SHORT EXERCISE A => Please quote the Ocean Beach surfing article exactly, starting with "The No. 1 tune" and going on through "sleepy Ocean Beach.".
** start ARTICLE **
A Page from History: Surfing championships brought the world to Ocean Beach in ’66 (2024)

In September 1966, “The Sound of Music” was still playing at the Loma Theater. The American Football League’s San Diego Chargers (remember them?) were off to a promising 3-0 start. “Bonanzaremained the most popular show on television, and some of us reluctantly entered the seventh grade.

That month, the U.S. Department of Defense announced the call-up of over 49,000 conscripted young men for military service. The last week of the month saw the California gubernatorial campaigns of both incumbent Pat Brown and challenger Ronald Reagan come to San Diego.

The No. 1 tune in town at the time was the Beatles’ “Yellow Submarine,” with “Eleanor Rigby” on the flip side.

And for an encore, the third annual World Surfing Championships came to sleepy Ocean Beach.

C’mon man, was it really that sleepy? Maybe not. After all, a new junior high school had opened a few years earlier (D.C. Collier Junior High), a new supermarket had gone in on Sunset Cliffs Boulevard (the Mayfair Market) and earlier that summer, the fabulous San Diego Municipal Fishing Pier (Ocean Beach Pier) had opened to much fanfare and revelry.

In fact, the location of the pier had helped lure the World Surfing Championship finals to Ocean Beach. That and our “diversified foamy breakers” and “the versatility” of our “offshore waters,” according to the San Diego Union.
** end ARTICLE **
SHORT EXERCISE B => From the records below, extract all lines that contain the string "every", matching case.
** start THE RECORDS **
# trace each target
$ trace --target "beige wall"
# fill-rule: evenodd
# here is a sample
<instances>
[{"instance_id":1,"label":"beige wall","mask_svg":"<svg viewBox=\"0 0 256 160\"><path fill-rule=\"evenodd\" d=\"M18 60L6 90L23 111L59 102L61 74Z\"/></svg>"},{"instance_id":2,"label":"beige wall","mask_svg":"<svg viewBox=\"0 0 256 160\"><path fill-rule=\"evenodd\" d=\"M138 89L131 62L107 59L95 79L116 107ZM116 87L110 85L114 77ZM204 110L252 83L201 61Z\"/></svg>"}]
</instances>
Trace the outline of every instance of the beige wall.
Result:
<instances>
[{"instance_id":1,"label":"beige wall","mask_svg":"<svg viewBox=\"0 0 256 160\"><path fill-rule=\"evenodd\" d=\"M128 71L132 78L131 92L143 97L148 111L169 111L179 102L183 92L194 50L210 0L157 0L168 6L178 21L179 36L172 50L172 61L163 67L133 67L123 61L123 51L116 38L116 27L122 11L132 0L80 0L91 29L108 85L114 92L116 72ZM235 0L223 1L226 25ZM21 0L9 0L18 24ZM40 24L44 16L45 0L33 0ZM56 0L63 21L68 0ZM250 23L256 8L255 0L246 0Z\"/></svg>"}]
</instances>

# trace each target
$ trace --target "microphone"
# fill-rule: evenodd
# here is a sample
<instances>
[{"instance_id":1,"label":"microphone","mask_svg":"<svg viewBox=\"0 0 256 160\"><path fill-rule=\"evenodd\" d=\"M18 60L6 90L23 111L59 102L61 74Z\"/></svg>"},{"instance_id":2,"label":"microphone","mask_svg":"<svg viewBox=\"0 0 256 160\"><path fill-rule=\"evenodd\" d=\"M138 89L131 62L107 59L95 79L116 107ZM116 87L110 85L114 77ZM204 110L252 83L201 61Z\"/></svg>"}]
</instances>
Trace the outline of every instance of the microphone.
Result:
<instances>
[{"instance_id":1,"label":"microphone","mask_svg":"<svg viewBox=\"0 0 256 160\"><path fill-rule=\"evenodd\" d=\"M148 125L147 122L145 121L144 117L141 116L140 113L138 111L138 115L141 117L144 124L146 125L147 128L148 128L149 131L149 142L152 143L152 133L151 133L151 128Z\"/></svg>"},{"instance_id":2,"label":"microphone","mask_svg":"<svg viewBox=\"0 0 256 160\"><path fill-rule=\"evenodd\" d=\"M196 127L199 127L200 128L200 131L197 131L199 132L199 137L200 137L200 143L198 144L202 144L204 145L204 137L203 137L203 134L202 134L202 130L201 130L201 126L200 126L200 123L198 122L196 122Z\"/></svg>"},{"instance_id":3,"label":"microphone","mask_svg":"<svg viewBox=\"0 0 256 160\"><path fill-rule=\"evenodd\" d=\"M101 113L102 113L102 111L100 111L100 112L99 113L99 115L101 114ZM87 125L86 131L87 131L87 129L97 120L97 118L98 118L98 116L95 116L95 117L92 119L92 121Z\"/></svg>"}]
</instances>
** end THE RECORDS **
WRITTEN RESPONSE A =>
The No. 1 tune in town at the time was the Beatles’ “Yellow Submarine,” with “Eleanor Rigby” on the flip side.

And for an encore, the third annual World Surfing Championships came to sleepy Ocean Beach.

WRITTEN RESPONSE B =>
Trace the outline of every instance of the beige wall.
Trace the outline of every instance of the microphone.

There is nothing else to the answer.